> _SOURCE TEXT_:
--
What would you do if you saw someone who looked just like you walking down the street? Or the clone of your partner or mother or best friend? It’s a good bet that you’d think you were hallucinating or, worse, losing your grip on reality. That’s what happens to Farzaneh, a driving instructor in Tehran, during the middle of a typically intense city rainstorm, while negotiating heavy traffic. In front of her appears to be her husband Jalal, and when she follows him to an apartment building, she can see him from an upstairs window talking intensely to an attractive woman. An affair must be taking place, she thinks. But when he is confronted by his father and Farzaneh the next day, Jalal denies everything and offers categorical proof—a time-stamped official receipt–that he was nowhere near Tehran when the event took place. Something uncanny is occurring. 

The director and scriptwriter of Subtraction, Mani Haghighi, who studied philosophy at Montreal’s McGill University before returning to Iran, has constructed a brilliant fable about duplicity and the impossibility of knowing oneself. He’s done it through the devise of a mystery, one which draws us in and offers multiple interpretations as the plot twists and turns like a boa constrictor embracing its prey. 

Farzaneh, it turns out, hadn’t made a deliberate error when she saw someone familiar in the rain; she simply was following the wrong man. She had seen Mohsen, Jalal’s double in appearance though not truly his clone emotionally. Farzaneh soon finds out something even stranger: the attractive woman she could only partially see arguing with Mohsen was Bita—and, yes, the two females are doubles, or doppelgangers (the German word for someone who is shockingly the same as you). 

Subtraction moves us into the world of the uncanny, one that is quite familiar to Iranians. Persian tales, which form the roots of Iranian culture, have given us the wonderful Aladdin and the Thousand and One Nights, as well as less famous tales that involve mysticism and complex, inventive storylines. Haghighi places his film squarely in that tradition as Farzaneh and Jalal work out their relationships to Mohsen and Bita.
--
> _INFORMATION SHOWN_:
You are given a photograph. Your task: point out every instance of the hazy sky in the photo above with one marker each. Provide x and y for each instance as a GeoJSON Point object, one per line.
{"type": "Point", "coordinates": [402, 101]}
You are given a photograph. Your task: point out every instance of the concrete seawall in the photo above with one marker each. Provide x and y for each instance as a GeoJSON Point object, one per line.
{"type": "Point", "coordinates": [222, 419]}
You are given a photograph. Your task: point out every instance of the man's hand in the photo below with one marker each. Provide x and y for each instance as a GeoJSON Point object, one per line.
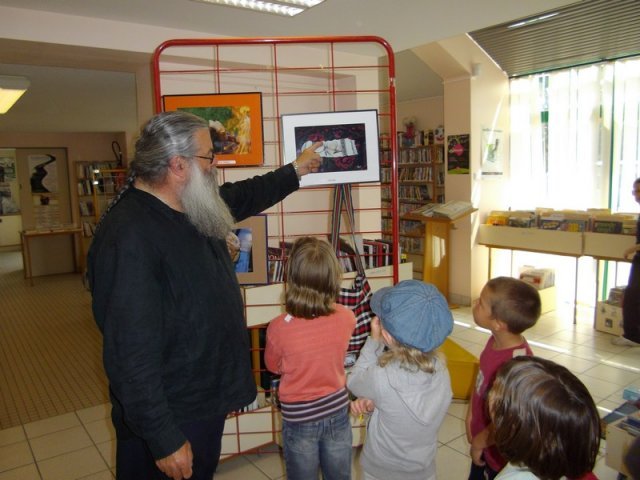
--
> _TASKS_:
(A) Using the film review above, decide whether each statement agrees with it. Answer yes or no for each, and quote the words that decide it.
(i) Farzaneh works as a driving instructor in Tehran.
(ii) When confronted, Jalal admits to meeting the woman.
(iii) Mani Haghighi studied philosophy at McGill University.
(B) Answer these questions from the film review above.
(i) What proof does Jalal offer that he was not near Tehran?
(ii) Who was the man Farzaneh actually followed in the rain?
(iii) Which two well-known works from Persian tales does the review name?

> _YOUR WRITTEN ANSWERS_:
(A)
(i) Yes: "Farzaneh, a driving instructor in Tehran"
(ii) No: "Jalal denies everything"
(iii) Yes: "studied philosophy at Montreal’s McGill University"

(B)
(i) A time-stamped official receipt
(ii) Mohsen
(iii) Aladdin and the Thousand and One Nights